##### SELECTED EXCERPT
Birthdate: 8 December 1951
Birthplace: Kirkby, Liverpool, England
Other clubs: Bury (1967-73), Newcastle United (1973-74), Newcastle United (2 / 1982-84), Cork City (1985), APOEL (1985-87)
Bought from: Newcastle United
Signed for LFC: £175,000, 13.11.1974
International debut: 07.09.1977 vs. Switzerland
International caps: 25/3 - 02.06.1982
Liverpool debut: 16.11.1974
Last appearance: 28.09.1982
Debut goal: 08.03.1975
Last goal: 30.03.1982
Contract expiry: September 1982
Win ratio: 56.84% W:187 D:85 L:57
Games/goals ratio: 4.06
Honours: League Championship 1976/77, 1978/79, 1979/80, 1981/82; League Cup 1981, 1982; European Cup 1977, 1978, 1981, UEFA Cup 1976; PFA Player of the Year 1980, FWA Footballer of the Year 1980
Total games/goals opposite LFC: 5 / 0
LFC league games/goals: 232 / 54
Total LFC games/goals: 329 / 81
Player profileTerry Mac was a spectacular midfield player. He needed two years to settle into the Liverpool side, but when he did, he blossomed. He scored some truly memorable goals and his wizardry in midfield was justly rewarded in 1980 when he became the first player to win the Football Writers' and Professional Footballers' Assocation's Player of the Year awards in the same season. Kirkby-born McDermott supported Liverpool as a boy but his first professional club was Bury, from where he moved to Newcastle United in February 1973. He played in 56 League matches for the Magpies and just like Alan Kennedy, played against Liverpool in the 1974 FA Cup final before moving to Anfield. McDermott returned to his native Merseyside in November 1974 when he was a few weeks short of his twenty-third birthday as one of Bob Paisley's earliest signings. Three days after his arrival McDermott played in six successive League games in place of Brian Hall, but it was a frustrating time for him as he was in and out of the team as he settled in at his new club. In 1975/76 he was selected in the starting 11 for the opening eight games but was then replaced by Hall whose place was taken by Jimmy Case later in the season. McDermott was stuck in the reserves as Liverpool captured the League title and the UEFA Cup and looked like a change of club would be the only way to resurrect his career.
##########
##### DATA PROVIDED
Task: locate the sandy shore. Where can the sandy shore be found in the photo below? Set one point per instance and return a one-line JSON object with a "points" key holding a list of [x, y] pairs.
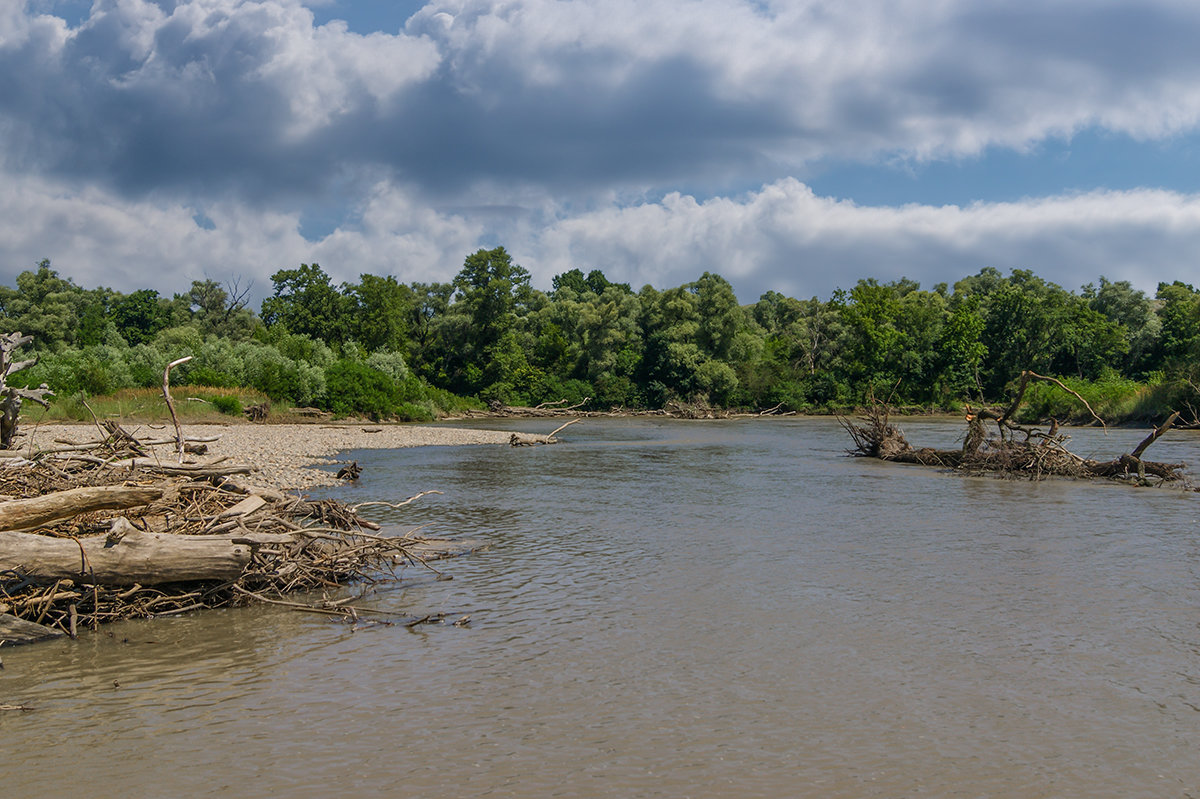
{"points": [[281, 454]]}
##########
##### DATA PROVIDED
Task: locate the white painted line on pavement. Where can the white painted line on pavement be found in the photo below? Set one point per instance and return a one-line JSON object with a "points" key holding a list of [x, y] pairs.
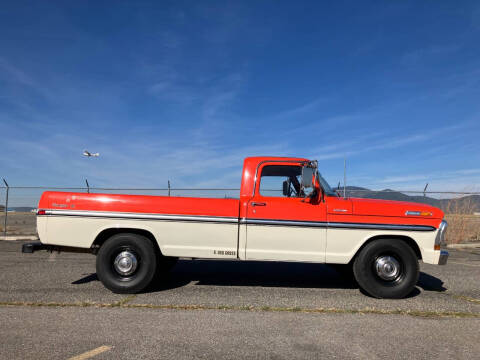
##########
* _EXERCISE SET_:
**1)** Rewrite the paragraph of the Terry McDermott profile that begins "Terry Mac was a spectacular midfield player" as a shorter version that keeps its main facts.
**2)** According to the Terry McDermott profile, what fee did Liverpool pay to sign him?
None of the data is needed for this work.

* _EXPECTED RESULTS_:
**1)** Terry Mac was a spectacular midfielder who needed two years to settle at Liverpool before he blossomed. He scored memorable goals, and in 1980 he became the first player to win both the Football Writers' and the Professional Footballers' Player of the Year awards in the same season. Born in Kirkby and a boyhood Liverpool supporter, he began at Bury and moved to Newcastle United in February 1973. There he played 56 League matches and faced Liverpool in the 1974 FA Cup final. In November 1974, weeks before turning 23, he joined Liverpool as one of Bob Paisley's earliest signings. Three days after arriving, he replaced Brian Hall for six successive League games, but he drifted in and out of the team. In 1975/76 he started the first eight games before Hall replaced him, and Jimmy Case later took that place. He was left in the reserves while Liverpool won the League title and the UEFA Cup, and a move looked like the only way to revive his career.

**2)** £175,000